Two lines in the listing below mark the span: one contains "Target: man wearing straw hat" and one contains "[locate] straw boater". Reproduce both of them and everything between, exactly.

=== Dataset extract ===

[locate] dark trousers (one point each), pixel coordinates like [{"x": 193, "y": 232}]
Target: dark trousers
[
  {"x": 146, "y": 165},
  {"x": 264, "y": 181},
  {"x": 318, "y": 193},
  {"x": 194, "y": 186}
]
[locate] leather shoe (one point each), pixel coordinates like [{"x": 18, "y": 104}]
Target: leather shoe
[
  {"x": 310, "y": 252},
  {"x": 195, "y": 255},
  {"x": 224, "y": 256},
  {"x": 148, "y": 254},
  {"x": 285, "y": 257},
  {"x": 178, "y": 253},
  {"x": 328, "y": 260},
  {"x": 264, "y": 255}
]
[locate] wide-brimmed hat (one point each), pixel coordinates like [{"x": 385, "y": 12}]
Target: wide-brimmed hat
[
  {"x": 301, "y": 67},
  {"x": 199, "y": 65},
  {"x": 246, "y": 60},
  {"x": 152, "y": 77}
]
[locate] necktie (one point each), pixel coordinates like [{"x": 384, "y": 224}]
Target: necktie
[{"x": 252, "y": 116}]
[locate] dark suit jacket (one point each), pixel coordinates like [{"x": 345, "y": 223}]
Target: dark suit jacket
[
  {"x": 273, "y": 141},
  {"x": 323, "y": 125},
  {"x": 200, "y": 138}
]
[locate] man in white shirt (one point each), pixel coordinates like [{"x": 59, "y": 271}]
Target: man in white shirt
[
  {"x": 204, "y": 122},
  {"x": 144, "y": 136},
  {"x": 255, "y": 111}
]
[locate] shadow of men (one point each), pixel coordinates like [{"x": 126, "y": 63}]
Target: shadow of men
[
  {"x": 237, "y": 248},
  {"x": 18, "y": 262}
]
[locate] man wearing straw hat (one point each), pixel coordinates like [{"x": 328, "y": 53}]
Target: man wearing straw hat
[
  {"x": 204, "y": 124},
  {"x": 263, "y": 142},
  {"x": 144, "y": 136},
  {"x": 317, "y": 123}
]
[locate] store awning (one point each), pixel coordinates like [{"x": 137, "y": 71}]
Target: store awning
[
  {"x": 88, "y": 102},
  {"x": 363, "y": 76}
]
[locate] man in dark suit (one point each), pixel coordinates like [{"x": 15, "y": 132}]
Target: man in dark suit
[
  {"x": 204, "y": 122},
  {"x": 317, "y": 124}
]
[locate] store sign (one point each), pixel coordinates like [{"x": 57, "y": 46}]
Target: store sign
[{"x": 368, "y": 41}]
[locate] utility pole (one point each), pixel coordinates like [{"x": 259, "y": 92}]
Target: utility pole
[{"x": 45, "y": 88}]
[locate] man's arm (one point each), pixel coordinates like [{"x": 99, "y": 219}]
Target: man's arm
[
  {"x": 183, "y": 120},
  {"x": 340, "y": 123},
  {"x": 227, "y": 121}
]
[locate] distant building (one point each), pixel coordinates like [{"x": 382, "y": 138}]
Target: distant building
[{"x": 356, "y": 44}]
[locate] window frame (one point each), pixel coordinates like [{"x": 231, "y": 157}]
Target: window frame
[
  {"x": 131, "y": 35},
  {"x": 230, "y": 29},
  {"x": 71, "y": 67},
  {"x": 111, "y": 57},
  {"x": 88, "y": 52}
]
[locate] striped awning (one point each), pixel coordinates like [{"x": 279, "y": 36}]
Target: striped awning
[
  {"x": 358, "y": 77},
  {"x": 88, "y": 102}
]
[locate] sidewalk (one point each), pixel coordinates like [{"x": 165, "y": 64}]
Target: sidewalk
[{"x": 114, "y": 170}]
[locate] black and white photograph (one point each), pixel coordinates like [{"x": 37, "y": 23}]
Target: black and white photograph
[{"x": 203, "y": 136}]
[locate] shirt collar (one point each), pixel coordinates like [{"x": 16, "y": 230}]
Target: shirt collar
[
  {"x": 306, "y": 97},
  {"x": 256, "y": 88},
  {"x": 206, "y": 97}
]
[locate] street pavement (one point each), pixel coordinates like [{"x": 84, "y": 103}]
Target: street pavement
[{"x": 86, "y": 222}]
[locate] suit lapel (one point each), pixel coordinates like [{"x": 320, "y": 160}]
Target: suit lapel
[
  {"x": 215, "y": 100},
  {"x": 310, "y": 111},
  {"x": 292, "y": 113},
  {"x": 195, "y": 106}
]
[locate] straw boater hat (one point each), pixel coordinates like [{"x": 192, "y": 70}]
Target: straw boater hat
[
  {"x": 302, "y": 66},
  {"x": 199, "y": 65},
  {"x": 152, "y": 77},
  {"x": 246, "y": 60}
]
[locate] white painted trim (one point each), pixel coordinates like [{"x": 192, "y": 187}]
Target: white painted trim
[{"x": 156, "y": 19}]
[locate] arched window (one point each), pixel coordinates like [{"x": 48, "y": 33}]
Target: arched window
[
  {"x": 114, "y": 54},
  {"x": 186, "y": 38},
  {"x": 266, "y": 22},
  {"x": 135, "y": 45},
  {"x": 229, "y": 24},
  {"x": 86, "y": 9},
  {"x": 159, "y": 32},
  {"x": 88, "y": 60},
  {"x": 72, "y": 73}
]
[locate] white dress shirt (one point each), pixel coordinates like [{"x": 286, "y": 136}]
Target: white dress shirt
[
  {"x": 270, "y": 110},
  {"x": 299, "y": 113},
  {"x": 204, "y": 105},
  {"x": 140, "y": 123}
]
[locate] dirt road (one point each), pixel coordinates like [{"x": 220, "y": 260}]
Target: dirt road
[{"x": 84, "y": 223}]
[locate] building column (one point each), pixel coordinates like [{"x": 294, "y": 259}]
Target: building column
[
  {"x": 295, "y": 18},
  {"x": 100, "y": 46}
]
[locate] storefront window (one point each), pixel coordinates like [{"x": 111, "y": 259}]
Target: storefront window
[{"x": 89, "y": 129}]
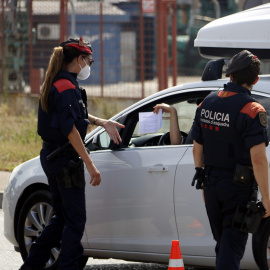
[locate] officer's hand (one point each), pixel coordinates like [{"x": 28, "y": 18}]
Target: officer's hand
[
  {"x": 111, "y": 128},
  {"x": 94, "y": 175},
  {"x": 165, "y": 108},
  {"x": 266, "y": 205}
]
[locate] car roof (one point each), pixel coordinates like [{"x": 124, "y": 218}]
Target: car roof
[
  {"x": 262, "y": 86},
  {"x": 226, "y": 36}
]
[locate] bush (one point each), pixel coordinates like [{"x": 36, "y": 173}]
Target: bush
[{"x": 19, "y": 140}]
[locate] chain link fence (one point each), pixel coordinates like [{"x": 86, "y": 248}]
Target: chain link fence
[{"x": 120, "y": 33}]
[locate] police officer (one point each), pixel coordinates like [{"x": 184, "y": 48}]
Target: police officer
[
  {"x": 230, "y": 129},
  {"x": 62, "y": 121}
]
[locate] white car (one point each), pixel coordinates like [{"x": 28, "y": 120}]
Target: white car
[{"x": 145, "y": 199}]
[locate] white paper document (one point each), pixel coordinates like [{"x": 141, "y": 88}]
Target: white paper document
[{"x": 150, "y": 122}]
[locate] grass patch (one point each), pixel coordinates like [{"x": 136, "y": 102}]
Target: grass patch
[{"x": 19, "y": 140}]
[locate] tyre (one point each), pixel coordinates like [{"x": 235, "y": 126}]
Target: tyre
[
  {"x": 35, "y": 215},
  {"x": 261, "y": 245}
]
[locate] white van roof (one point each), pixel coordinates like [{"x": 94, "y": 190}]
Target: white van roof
[{"x": 226, "y": 36}]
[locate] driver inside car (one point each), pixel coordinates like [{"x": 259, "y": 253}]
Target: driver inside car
[{"x": 175, "y": 134}]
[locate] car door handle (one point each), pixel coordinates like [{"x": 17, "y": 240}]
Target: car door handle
[{"x": 158, "y": 169}]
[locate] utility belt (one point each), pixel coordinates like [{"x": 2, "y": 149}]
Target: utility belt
[
  {"x": 71, "y": 175},
  {"x": 247, "y": 217},
  {"x": 59, "y": 150}
]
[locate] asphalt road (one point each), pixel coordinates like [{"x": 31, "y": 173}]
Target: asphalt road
[{"x": 11, "y": 260}]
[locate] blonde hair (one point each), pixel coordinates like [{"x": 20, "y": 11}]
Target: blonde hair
[{"x": 54, "y": 67}]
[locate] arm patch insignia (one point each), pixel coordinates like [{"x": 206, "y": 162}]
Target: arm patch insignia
[{"x": 263, "y": 119}]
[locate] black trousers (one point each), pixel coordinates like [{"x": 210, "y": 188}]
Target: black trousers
[
  {"x": 221, "y": 198},
  {"x": 66, "y": 225}
]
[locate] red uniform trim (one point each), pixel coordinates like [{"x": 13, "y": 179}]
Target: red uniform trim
[
  {"x": 224, "y": 94},
  {"x": 83, "y": 49},
  {"x": 63, "y": 85},
  {"x": 252, "y": 109}
]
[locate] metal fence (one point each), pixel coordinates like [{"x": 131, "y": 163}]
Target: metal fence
[{"x": 125, "y": 37}]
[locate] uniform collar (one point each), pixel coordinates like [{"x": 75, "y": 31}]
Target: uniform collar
[
  {"x": 236, "y": 88},
  {"x": 63, "y": 74}
]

===

=== Task result ===
Target: man wearing straw hat
[
  {"x": 204, "y": 124},
  {"x": 263, "y": 142},
  {"x": 144, "y": 136},
  {"x": 317, "y": 123}
]
[locate] store awning (one point each), pixel coordinates like [{"x": 137, "y": 71}]
Target: store awning
[
  {"x": 88, "y": 102},
  {"x": 363, "y": 76}
]
[locate] man in dark suit (one point each), pixel coordinates like [{"x": 15, "y": 132}]
Target: man in dark suit
[
  {"x": 204, "y": 122},
  {"x": 317, "y": 124}
]
[locate] store sign (one point each), pixel coordinates like [{"x": 57, "y": 46}]
Target: store sign
[{"x": 368, "y": 41}]
[locate] utility pole (one point each), pixel coordinates like [{"x": 259, "y": 92}]
Target: utility pole
[{"x": 45, "y": 88}]
[locate] man's arm (one point each), pixel coordinates like [{"x": 99, "y": 219}]
Target: man's arm
[
  {"x": 183, "y": 120},
  {"x": 340, "y": 123},
  {"x": 227, "y": 121}
]
[locate] distant building (one point each), pixel coordinates like [{"x": 382, "y": 138}]
Target: distant building
[{"x": 356, "y": 44}]
[locate] window frame (one point each), pixel coordinates like [{"x": 231, "y": 157}]
Target: window frame
[
  {"x": 131, "y": 35},
  {"x": 230, "y": 29},
  {"x": 71, "y": 67},
  {"x": 111, "y": 57},
  {"x": 88, "y": 52}
]
[locate] striped awning (one point each), pixel coordinates like [{"x": 279, "y": 36}]
Target: striped awning
[
  {"x": 358, "y": 77},
  {"x": 88, "y": 102}
]
[locate] sidewalk (one point each), pixel coordinates like [{"x": 165, "y": 64}]
Target: sidewalk
[{"x": 114, "y": 170}]
[locate] black and white photograph (one point each), pixel coordinates like [{"x": 37, "y": 23}]
Target: black and white photograph
[{"x": 203, "y": 136}]
[locate] shirt collar (one point each), pixel coordinates like [{"x": 16, "y": 230}]
Target: shirt collar
[
  {"x": 306, "y": 97},
  {"x": 256, "y": 88},
  {"x": 206, "y": 97}
]
[locate] street pavement (one point each), pixel coordinates like [{"x": 84, "y": 103}]
Target: street pavement
[{"x": 86, "y": 222}]
[locate] suit lapel (one point each), pixel coordinates like [{"x": 320, "y": 160}]
Target: suit lapel
[
  {"x": 215, "y": 100},
  {"x": 310, "y": 111},
  {"x": 292, "y": 113},
  {"x": 195, "y": 106}
]
[locate] straw boater hat (one point each), pixel coordinates like [{"x": 192, "y": 70}]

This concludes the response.